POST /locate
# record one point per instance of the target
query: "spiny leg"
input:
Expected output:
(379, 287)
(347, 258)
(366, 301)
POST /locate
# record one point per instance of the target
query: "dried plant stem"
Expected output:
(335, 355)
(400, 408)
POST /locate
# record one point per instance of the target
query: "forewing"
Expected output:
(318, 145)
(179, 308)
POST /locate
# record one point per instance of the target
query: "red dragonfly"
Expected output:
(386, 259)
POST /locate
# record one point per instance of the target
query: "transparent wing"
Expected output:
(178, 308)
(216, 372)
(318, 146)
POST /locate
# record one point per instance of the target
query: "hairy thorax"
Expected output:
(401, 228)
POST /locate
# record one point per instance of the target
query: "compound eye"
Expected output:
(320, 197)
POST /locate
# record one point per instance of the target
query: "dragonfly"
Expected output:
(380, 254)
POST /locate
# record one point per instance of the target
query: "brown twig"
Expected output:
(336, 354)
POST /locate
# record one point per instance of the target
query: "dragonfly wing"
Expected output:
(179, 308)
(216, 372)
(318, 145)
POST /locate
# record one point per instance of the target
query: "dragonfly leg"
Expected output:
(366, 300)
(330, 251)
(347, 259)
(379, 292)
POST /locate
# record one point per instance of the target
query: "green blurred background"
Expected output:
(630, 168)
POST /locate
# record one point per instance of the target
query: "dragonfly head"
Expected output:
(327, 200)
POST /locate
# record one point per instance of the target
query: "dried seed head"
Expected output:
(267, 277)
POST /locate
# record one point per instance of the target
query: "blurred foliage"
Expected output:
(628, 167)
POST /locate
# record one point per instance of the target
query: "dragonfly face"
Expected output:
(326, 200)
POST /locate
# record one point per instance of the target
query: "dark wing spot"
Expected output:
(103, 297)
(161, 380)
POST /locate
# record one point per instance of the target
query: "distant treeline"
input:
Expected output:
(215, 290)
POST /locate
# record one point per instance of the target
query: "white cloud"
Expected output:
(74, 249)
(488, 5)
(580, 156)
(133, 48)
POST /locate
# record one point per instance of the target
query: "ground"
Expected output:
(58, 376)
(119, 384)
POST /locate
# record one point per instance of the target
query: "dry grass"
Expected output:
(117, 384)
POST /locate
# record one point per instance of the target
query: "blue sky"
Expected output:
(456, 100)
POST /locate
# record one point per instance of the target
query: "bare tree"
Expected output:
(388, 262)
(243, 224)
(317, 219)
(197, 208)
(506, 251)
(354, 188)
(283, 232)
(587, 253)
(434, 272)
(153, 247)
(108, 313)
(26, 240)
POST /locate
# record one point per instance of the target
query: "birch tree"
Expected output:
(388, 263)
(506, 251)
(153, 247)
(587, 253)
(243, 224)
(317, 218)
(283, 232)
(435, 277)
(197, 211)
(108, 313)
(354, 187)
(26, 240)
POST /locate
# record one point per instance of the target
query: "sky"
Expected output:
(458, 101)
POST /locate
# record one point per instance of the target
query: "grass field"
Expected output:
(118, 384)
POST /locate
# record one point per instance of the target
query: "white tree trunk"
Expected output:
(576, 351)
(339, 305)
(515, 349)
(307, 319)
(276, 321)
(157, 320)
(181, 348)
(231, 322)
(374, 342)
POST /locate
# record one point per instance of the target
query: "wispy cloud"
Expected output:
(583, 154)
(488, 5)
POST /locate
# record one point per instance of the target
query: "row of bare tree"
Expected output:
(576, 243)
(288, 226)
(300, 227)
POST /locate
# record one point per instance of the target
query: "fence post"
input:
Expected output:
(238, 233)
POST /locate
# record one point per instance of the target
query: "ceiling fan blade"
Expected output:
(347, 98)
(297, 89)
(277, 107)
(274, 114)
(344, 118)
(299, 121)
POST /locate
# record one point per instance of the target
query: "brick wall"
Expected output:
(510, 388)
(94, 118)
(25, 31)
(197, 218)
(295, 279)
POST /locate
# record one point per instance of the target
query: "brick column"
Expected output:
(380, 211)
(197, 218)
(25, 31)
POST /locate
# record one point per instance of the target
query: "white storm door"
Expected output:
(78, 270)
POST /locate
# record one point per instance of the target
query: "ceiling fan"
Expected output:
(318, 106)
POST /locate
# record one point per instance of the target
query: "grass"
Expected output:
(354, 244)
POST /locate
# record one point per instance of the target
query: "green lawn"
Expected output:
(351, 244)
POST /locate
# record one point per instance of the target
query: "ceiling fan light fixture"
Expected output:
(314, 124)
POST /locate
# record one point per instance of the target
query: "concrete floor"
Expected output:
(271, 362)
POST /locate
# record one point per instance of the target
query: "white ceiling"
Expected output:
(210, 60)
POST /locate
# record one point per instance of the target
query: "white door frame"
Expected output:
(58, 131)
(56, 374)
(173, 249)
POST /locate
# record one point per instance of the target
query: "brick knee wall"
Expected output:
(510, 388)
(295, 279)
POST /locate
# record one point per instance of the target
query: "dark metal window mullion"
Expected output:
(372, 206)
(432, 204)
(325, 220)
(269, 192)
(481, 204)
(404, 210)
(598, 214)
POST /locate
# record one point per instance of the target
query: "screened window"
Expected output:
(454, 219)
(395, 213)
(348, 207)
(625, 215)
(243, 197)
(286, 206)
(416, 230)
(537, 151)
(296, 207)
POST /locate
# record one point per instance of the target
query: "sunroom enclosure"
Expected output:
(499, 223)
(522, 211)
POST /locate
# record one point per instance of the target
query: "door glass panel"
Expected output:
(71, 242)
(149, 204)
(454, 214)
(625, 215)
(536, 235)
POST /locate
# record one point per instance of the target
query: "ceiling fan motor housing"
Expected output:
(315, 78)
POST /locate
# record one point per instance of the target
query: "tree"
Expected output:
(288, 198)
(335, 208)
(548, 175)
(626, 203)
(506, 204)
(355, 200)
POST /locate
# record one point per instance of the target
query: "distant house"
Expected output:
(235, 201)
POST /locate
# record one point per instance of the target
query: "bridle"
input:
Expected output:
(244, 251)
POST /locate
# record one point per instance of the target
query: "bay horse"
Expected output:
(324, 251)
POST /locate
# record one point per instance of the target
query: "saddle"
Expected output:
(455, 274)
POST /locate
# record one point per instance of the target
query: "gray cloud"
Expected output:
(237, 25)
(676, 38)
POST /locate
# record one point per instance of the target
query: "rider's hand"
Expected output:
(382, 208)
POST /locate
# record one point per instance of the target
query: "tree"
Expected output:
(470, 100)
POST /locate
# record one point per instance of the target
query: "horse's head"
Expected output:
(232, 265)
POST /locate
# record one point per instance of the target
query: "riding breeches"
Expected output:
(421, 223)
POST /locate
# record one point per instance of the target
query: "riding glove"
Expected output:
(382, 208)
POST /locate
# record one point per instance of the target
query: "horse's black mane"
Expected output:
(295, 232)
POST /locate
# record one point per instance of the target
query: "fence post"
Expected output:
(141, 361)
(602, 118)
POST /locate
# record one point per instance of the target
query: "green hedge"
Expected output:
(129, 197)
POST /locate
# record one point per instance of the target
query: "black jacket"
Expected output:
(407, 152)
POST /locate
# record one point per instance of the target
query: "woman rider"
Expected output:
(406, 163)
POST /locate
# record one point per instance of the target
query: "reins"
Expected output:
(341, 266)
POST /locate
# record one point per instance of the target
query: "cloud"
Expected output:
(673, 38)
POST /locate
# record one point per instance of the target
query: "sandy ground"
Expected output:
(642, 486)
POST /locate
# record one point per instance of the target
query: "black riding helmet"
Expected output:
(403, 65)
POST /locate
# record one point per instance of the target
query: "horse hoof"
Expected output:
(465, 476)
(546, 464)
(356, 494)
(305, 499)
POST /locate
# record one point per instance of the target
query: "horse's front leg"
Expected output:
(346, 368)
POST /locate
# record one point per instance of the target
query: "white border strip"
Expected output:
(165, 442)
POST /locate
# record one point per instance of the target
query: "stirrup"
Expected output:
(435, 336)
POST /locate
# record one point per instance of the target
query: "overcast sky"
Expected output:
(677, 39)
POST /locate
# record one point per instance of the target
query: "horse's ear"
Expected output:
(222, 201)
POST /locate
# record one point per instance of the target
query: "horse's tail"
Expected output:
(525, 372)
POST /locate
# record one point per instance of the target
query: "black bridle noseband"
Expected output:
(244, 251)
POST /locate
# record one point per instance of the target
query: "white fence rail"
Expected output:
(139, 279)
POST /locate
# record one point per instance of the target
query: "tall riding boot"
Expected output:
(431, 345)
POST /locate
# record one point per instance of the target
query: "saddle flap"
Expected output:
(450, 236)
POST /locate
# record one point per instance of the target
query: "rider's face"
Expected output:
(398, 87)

________________

Exercise instructions: Tally the lines of the material above that contain the string "black", matching case exactly, and give only the number.

Task answer: 4